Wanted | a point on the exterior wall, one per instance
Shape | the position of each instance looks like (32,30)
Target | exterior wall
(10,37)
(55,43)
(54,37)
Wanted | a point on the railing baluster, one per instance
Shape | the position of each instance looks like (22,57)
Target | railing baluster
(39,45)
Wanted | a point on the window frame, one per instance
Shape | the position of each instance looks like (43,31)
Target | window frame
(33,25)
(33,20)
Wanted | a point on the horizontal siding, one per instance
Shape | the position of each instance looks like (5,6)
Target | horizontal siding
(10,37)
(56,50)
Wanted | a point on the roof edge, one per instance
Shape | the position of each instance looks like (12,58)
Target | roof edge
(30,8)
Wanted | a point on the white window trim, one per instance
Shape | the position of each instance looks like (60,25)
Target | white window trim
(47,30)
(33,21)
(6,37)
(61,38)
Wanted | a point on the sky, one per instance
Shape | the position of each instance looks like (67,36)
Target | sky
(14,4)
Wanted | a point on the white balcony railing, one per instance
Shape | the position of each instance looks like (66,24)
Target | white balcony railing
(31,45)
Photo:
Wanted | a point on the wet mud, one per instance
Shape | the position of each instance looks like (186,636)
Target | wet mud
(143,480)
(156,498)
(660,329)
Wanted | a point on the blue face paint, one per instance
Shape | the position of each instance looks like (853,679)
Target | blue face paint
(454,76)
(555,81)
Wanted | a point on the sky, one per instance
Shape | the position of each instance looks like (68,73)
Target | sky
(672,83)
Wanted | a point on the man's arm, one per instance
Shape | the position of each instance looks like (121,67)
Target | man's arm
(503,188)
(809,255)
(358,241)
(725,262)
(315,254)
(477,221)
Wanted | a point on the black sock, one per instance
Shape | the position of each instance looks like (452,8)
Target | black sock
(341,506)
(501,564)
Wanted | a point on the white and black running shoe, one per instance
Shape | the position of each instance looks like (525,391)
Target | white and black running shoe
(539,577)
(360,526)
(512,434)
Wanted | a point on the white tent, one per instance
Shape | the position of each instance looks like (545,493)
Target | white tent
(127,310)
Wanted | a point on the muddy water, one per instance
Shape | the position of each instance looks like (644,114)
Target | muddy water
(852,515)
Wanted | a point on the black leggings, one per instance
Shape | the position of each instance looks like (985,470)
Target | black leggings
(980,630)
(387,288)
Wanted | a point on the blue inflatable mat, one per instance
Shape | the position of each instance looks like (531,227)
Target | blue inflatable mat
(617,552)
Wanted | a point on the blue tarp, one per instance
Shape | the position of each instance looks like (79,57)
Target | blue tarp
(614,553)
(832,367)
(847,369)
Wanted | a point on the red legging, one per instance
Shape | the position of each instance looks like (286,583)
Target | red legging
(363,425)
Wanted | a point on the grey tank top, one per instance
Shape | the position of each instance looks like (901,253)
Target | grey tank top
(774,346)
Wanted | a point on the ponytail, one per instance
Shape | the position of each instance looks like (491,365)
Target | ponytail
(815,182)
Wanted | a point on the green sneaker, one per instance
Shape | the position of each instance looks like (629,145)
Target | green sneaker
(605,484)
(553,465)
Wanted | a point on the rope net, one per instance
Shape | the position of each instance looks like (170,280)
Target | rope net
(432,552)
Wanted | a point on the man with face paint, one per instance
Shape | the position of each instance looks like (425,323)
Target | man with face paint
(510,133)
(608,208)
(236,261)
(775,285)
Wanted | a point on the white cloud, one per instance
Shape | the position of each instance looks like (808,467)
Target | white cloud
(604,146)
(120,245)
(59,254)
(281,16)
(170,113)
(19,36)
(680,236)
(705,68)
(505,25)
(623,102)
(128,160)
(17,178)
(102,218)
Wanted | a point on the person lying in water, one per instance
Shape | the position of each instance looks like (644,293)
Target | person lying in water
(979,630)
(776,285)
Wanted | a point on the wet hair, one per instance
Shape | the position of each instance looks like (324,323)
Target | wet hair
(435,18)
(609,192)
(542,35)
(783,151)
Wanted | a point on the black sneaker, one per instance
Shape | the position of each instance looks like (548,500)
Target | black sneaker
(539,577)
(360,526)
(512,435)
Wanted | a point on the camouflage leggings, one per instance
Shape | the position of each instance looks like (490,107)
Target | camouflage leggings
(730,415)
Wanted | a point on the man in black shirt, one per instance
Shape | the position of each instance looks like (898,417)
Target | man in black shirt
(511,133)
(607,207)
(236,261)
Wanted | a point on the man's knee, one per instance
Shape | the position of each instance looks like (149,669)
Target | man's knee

__________________________________________________

*Set problem:* Word for word, restate all of the data shown above.

*Output of the task:*
Wanted | a point on the exterior wall, one per instance
Shape | the position of each instance looks like (32,30)
Target | exterior wall
(10,37)
(55,43)
(54,37)
Wanted | a point on the railing baluster, one per instance
Shape | the position of each instance looks like (22,57)
Target | railing baluster
(39,45)
Wanted | a point on the window frame, one per instance
Shape | the position of each instance looks like (43,31)
Target | window frame
(33,25)
(33,20)
Wanted | a point on the horizontal siding, one per instance
Shape | the position of each instance looks like (5,6)
Target | horizontal siding
(10,37)
(56,50)
Wanted | a point on the roof edge, one per instance
Shape | the position of each instance looks like (12,58)
Target | roof edge
(30,8)
Wanted | a point on the white window trim, one per instance
Shape | the position of each instance looks like (60,25)
Target | white window trim
(47,30)
(33,21)
(6,37)
(61,38)
Wanted | a point on the sky, one per instance
Shape | the position of each instance looks like (67,36)
Target | sky
(14,4)
Wanted | a point on the white balcony railing, one per instance
Shape | the position of each instance looks like (66,24)
Target | white balcony railing
(31,45)
Photo:
Wanted | a point on the wet mud, one per instance
Shape | the position of each instance looks like (186,636)
Target | wet mud
(143,480)
(156,498)
(660,329)
Wanted | a point on the blue face paint, one per instance
Shape | the position of each instance looks like (853,679)
Target | blue face paint
(454,76)
(555,81)
Wanted | a point on the sky, one per instance
Shape | the position of each instance looks like (68,73)
Target | sky
(672,83)
Wanted | a point on the man's arm, one per instance
Shape | the position of each instance looks like (121,67)
Target | man's arm
(503,188)
(809,255)
(358,241)
(725,262)
(315,254)
(477,221)
Wanted | a point on the black sock, one per instance
Shape | the position of each instance looks like (452,8)
Target | black sock
(341,506)
(501,564)
Wanted | a point on the white and black running shoe, one per instance
Shape | the position of each instance looks like (525,391)
Target | white and black running shoe
(539,577)
(360,526)
(512,434)
Wanted | a point on the white tent, one per instance
Shape | the position of each instance looks like (545,493)
Target | white tent
(127,310)
Wanted | a point on the muddy water, one per instance
Shape | the position of each instance looks like (644,114)
Target | muddy water
(852,515)
Wanted | a point on the black leggings, one per instance
Shape | the position of each instance looks like (985,470)
Target | black leggings
(980,630)
(387,288)
Wanted | a point on the blue inflatable mat, one per instance
Shape | the position of each instance looks like (531,227)
Target | blue inflatable mat
(617,552)
Wanted | a point on the blue tarp, one per instance
Shape | the position of each instance looks like (79,57)
Target | blue tarp
(614,553)
(832,367)
(847,369)
Wanted | a point on the red legging, one per instance
Shape | the position of each instance looks like (286,583)
Target | red legging
(363,425)
Wanted | a point on the grey tank top, one per instance
Shape | the position of each instance looks like (901,253)
Target | grey tank top
(774,346)
Wanted | a point on the ponytail, one per instance
Shape | the position of each instance looks like (491,365)
Target | ponytail
(815,182)
Wanted | a point on the green sneaker, one per instance
Shape | the position of each instance looks like (629,145)
Target | green sneaker
(605,484)
(553,465)
Wanted | a point on the rope net, one per instance
Shape | the position of each instance looks like (170,280)
Target | rope net
(432,552)
Wanted | a point on the man with face paint, one per instance
Shape | the position of each instance looks like (425,323)
Target | man with face paint
(510,133)
(608,208)
(236,261)
(775,285)
Wanted | a point on the white cloud, one per instance
Shape | the position of each instance looks like (808,467)
Target | white cloud
(604,146)
(120,245)
(59,254)
(281,16)
(170,113)
(19,36)
(680,236)
(705,68)
(505,25)
(623,102)
(128,160)
(17,178)
(102,218)
Wanted | a point on the person lying in water, one per instance
Shape | the position of each instance looks like (644,293)
Target | person lying in water
(979,630)
(776,285)
Wanted | a point on the wet hair, one per instance
Shape | the position of each instance looks like (324,323)
Target | wet hair
(435,18)
(609,192)
(542,35)
(783,151)
Wanted | a point on the black sneaker, one per instance
Shape | the position of each instance looks like (548,500)
Target | black sneaker
(539,577)
(360,526)
(512,435)
Wanted | a point on the camouflage leggings, one per instance
Shape | the position of each instance looks like (490,107)
Target | camouflage leggings
(730,415)
Wanted | a point on the man in black shirt, one per instance
Shape | the position of each instance looks like (898,417)
Target | man in black shirt
(511,133)
(607,207)
(236,261)
Wanted | a point on the man's knee, one per instance
Shape | the position of each instance looks like (149,669)
Target | man's knee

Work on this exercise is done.